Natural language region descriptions

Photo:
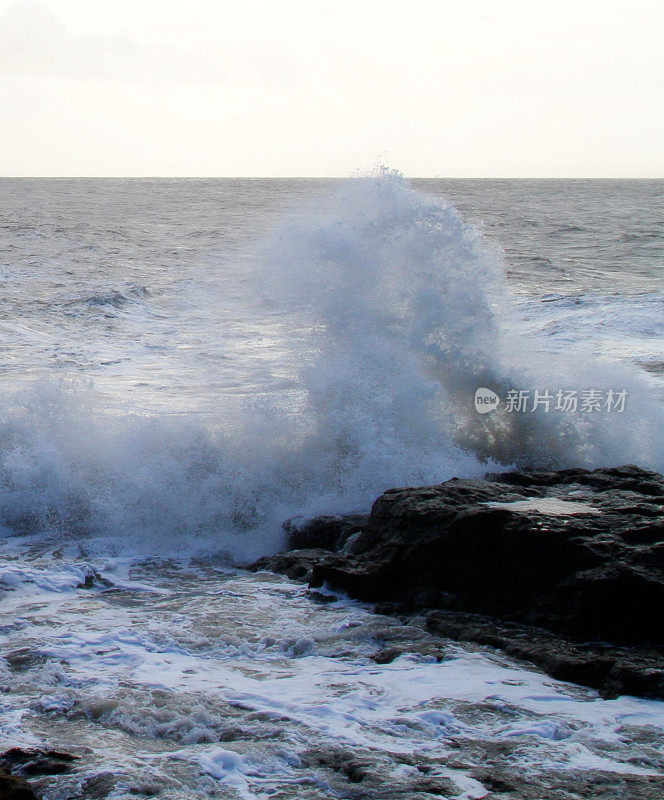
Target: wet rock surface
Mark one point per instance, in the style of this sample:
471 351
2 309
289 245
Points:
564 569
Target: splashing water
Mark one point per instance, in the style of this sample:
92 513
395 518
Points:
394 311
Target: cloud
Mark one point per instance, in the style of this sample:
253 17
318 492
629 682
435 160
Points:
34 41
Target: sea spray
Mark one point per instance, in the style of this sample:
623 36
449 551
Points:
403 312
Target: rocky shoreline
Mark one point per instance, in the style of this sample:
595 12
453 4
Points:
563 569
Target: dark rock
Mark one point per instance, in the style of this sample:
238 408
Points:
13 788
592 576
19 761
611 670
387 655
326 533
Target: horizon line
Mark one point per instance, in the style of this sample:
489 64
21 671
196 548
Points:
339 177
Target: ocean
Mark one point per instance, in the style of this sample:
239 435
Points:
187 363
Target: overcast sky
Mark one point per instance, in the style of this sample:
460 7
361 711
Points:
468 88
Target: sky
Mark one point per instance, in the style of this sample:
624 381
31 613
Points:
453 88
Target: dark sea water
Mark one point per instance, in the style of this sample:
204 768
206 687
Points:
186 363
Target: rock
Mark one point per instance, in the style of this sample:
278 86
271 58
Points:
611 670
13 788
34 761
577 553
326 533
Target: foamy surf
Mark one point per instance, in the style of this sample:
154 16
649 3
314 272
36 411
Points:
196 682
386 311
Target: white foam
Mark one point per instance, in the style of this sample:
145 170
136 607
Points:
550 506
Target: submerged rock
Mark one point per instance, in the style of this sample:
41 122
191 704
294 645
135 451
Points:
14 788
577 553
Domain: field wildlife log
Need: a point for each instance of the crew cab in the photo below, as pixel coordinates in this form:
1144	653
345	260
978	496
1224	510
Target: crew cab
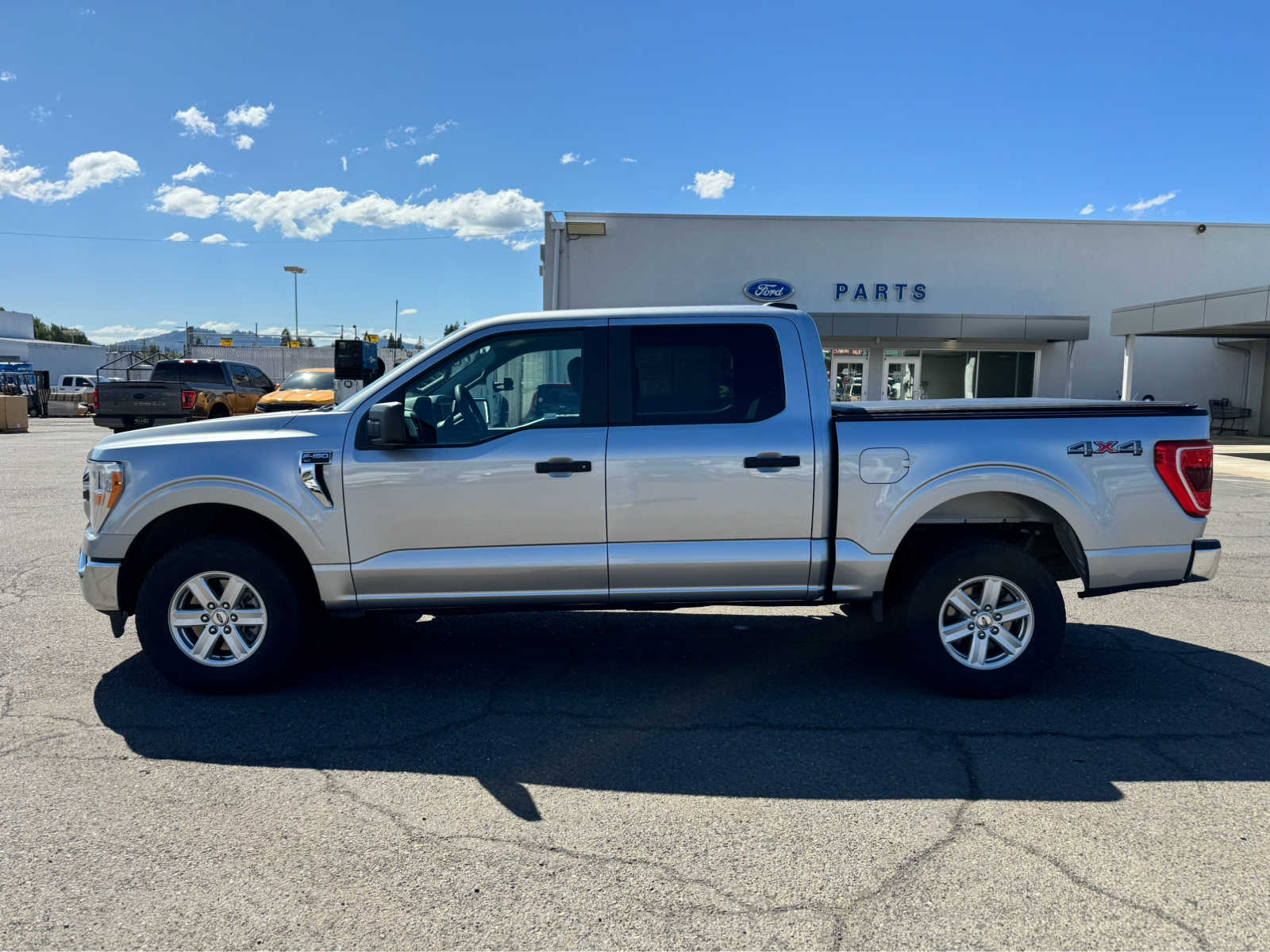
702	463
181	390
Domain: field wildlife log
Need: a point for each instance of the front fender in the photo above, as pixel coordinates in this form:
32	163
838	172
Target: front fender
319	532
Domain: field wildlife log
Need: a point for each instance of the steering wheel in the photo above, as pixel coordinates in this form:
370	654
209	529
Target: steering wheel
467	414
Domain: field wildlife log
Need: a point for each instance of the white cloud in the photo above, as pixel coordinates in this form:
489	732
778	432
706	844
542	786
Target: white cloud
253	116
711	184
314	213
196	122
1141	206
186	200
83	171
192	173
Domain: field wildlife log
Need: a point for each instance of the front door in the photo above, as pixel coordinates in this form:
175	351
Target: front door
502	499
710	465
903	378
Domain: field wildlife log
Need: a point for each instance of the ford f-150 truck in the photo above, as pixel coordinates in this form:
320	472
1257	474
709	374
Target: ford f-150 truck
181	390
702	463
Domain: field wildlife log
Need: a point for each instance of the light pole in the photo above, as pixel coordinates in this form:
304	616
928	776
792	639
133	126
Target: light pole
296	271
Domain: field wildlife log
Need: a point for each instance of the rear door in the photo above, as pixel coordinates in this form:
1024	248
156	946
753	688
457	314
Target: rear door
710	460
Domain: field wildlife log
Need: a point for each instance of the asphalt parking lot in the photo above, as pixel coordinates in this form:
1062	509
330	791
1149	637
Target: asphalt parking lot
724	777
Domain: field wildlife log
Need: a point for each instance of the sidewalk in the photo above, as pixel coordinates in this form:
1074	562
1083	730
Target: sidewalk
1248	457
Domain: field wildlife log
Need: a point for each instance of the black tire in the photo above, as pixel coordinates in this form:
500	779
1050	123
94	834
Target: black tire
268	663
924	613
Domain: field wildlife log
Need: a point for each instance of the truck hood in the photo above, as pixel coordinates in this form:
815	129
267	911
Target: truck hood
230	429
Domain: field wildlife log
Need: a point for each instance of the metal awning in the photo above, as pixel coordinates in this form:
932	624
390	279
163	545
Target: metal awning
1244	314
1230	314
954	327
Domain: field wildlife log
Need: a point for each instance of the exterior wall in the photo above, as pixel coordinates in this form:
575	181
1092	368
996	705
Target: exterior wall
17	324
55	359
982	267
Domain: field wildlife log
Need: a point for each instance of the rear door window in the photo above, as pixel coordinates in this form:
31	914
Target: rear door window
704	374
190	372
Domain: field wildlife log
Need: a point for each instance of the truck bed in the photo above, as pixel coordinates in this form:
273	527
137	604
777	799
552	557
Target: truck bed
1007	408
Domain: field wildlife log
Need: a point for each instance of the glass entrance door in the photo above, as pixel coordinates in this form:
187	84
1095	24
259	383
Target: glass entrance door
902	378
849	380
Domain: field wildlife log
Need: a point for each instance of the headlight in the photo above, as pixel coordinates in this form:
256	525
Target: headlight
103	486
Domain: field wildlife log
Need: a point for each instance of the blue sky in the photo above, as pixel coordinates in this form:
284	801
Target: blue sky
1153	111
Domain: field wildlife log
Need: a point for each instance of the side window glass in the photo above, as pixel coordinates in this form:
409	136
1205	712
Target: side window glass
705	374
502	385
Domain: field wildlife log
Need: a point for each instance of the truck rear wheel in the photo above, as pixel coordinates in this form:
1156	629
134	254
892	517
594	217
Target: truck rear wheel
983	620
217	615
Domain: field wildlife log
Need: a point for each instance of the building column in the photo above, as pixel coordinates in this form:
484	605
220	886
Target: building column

● **What the task asks**
Read through the entries above and copy each line that has the string "column" in it.

● **Your response**
Need: a point for each instance of the building column in the photo above, as pixel coordinates in this form:
Target: building column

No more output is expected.